+++ MATERIAL FOR THIS TASK

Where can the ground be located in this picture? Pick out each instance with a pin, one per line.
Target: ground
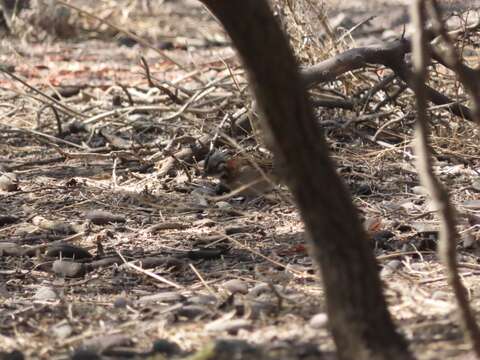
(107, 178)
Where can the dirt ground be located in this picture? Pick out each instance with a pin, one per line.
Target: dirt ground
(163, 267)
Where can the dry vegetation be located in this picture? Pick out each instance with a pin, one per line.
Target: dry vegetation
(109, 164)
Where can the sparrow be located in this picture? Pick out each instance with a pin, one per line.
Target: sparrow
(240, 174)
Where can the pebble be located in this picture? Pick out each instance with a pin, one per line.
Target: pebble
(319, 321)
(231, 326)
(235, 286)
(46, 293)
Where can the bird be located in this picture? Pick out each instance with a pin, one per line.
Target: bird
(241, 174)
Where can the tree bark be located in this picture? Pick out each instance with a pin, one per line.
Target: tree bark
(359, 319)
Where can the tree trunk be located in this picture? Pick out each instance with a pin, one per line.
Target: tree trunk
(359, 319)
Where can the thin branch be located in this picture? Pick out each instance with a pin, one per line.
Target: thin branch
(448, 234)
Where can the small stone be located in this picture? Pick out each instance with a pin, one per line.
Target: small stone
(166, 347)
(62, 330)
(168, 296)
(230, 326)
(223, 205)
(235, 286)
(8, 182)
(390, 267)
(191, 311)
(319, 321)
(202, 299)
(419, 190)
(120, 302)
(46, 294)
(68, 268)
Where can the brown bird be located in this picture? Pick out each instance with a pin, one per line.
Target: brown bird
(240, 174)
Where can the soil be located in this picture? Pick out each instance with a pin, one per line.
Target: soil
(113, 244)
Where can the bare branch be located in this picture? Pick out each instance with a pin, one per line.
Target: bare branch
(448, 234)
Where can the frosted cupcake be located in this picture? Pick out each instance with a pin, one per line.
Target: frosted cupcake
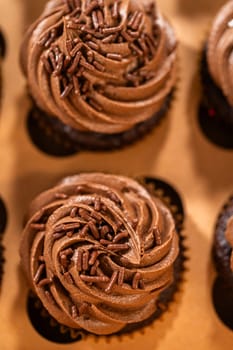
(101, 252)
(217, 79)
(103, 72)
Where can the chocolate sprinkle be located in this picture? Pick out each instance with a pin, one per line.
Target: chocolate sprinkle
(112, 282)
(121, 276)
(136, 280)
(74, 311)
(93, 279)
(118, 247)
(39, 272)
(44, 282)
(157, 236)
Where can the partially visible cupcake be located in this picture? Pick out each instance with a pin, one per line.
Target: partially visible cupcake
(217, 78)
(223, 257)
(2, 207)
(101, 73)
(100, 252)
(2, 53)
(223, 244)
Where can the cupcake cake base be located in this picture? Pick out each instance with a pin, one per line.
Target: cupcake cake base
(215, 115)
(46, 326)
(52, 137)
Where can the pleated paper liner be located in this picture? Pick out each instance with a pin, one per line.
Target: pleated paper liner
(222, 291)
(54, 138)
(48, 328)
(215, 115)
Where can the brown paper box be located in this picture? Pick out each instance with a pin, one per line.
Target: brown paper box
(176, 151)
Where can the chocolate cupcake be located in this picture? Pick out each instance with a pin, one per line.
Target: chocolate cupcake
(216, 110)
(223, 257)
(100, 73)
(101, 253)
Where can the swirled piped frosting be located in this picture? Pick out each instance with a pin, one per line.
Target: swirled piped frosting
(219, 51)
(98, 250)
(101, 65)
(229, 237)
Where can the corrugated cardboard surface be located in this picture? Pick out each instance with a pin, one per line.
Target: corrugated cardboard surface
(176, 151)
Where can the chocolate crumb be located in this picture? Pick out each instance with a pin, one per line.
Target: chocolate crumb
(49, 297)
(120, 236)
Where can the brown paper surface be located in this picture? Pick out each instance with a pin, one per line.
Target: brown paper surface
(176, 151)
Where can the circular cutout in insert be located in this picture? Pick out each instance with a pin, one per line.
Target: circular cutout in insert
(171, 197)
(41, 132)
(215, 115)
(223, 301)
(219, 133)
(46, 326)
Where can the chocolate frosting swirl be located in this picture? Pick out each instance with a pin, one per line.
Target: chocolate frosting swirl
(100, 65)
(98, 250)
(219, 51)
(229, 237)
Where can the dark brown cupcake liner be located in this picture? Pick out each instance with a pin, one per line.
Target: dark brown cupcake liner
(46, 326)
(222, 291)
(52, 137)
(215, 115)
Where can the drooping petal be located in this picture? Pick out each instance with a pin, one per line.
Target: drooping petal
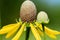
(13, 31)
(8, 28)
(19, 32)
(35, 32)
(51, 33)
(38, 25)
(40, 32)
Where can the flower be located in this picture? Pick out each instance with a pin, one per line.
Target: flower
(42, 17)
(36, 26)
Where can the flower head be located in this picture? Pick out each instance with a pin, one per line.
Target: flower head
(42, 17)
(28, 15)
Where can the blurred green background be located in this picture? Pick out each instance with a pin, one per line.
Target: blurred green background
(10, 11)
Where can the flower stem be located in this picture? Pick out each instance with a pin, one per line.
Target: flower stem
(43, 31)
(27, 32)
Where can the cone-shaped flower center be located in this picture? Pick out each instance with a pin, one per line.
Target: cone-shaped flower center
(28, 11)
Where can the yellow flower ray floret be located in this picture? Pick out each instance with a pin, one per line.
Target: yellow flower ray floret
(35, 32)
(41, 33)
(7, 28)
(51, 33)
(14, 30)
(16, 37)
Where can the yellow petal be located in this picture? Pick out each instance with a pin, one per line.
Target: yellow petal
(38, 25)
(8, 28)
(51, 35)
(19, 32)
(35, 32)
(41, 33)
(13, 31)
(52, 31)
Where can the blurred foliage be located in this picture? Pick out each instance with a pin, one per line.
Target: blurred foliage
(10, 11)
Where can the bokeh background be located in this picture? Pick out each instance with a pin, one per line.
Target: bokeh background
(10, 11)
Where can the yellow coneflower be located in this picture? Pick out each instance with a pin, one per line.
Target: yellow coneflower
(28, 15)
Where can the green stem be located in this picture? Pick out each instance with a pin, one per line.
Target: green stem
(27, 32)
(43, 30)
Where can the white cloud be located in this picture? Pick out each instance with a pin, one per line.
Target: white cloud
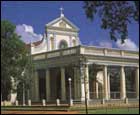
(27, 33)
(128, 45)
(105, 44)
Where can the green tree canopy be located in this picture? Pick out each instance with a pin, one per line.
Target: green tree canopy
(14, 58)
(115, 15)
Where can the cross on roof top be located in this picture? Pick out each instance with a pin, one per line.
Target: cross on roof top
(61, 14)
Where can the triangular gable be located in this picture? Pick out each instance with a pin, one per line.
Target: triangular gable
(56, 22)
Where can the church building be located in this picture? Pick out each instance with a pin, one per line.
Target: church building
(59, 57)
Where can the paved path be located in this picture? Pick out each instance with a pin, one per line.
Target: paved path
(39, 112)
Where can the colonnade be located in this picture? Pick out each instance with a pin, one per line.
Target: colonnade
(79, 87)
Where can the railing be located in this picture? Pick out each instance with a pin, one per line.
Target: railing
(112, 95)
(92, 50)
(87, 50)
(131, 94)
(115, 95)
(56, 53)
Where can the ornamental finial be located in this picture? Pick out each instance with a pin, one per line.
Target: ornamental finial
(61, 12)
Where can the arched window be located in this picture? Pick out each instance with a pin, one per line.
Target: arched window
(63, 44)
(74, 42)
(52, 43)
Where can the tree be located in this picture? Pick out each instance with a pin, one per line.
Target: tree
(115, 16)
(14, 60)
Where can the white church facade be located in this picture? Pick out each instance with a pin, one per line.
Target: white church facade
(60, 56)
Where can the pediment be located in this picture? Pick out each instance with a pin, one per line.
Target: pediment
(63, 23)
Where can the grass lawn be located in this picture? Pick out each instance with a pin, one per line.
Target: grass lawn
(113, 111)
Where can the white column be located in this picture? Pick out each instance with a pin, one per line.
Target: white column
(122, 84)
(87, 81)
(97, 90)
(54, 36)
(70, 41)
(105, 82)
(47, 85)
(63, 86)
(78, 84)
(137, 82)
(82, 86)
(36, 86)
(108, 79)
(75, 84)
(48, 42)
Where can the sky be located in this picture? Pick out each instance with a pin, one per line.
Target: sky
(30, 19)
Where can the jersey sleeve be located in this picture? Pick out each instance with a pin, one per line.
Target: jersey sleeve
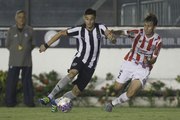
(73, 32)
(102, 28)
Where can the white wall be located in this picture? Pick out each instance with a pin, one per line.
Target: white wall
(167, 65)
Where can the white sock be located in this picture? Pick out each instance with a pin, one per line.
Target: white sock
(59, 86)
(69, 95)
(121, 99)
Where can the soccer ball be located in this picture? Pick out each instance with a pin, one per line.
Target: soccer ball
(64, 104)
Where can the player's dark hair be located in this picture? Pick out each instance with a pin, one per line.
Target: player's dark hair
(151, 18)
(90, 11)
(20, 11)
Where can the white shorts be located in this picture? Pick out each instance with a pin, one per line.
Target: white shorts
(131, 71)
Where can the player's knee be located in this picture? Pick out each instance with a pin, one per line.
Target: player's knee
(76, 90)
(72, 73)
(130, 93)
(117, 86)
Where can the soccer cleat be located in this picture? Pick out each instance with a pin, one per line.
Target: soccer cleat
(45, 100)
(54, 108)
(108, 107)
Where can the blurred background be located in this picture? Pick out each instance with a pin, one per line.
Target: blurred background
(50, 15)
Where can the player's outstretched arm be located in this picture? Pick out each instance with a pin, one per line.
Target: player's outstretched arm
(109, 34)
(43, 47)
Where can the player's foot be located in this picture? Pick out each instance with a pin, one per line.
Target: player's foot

++++++

- WHAT NEEDS TO BE DONE: Reproduce verbatim everything in the records from the line containing "Where can the white sock" down to the final line of the records, inclusive.

- ANSWER FOR THE TASK:
Where can the white sock be located in this picture? Pick out each instance with a pin, one per line.
Target: white sock
(59, 86)
(69, 95)
(121, 99)
Where can the soccer ball be located in this picture? Pick out each instance with a pin, one per line.
Target: soccer ball
(64, 104)
Where can the player's dark hair be located in this picture? Pick out each instance with a pin, one per line.
Target: player's dark hair
(151, 18)
(90, 11)
(20, 11)
Where can the white shorts be located in this picture? Pick out each instance with a pin, one per line.
Target: white shorts
(131, 71)
Where can the player's knee be located in this picture? Pick out each instance with a pin, one per line.
Target: player's knee
(76, 90)
(72, 73)
(130, 93)
(117, 86)
Where can the soccer cleat be located in this picture? Pick out each instance with a pin, one per line.
Target: soccer cleat
(45, 100)
(54, 108)
(108, 107)
Where can the blurred background be located in this picture? Pick out each instance with a pin, one per line.
Target: blurred background
(50, 15)
Where can the player's outstretched arm be located in this picture? Pick out each instance with a pin, one per line.
Target: player's outstretched arm
(109, 34)
(43, 47)
Where can the player's foot be located in this picture? Pick out each instance with a pin, one per line.
Target: player's foot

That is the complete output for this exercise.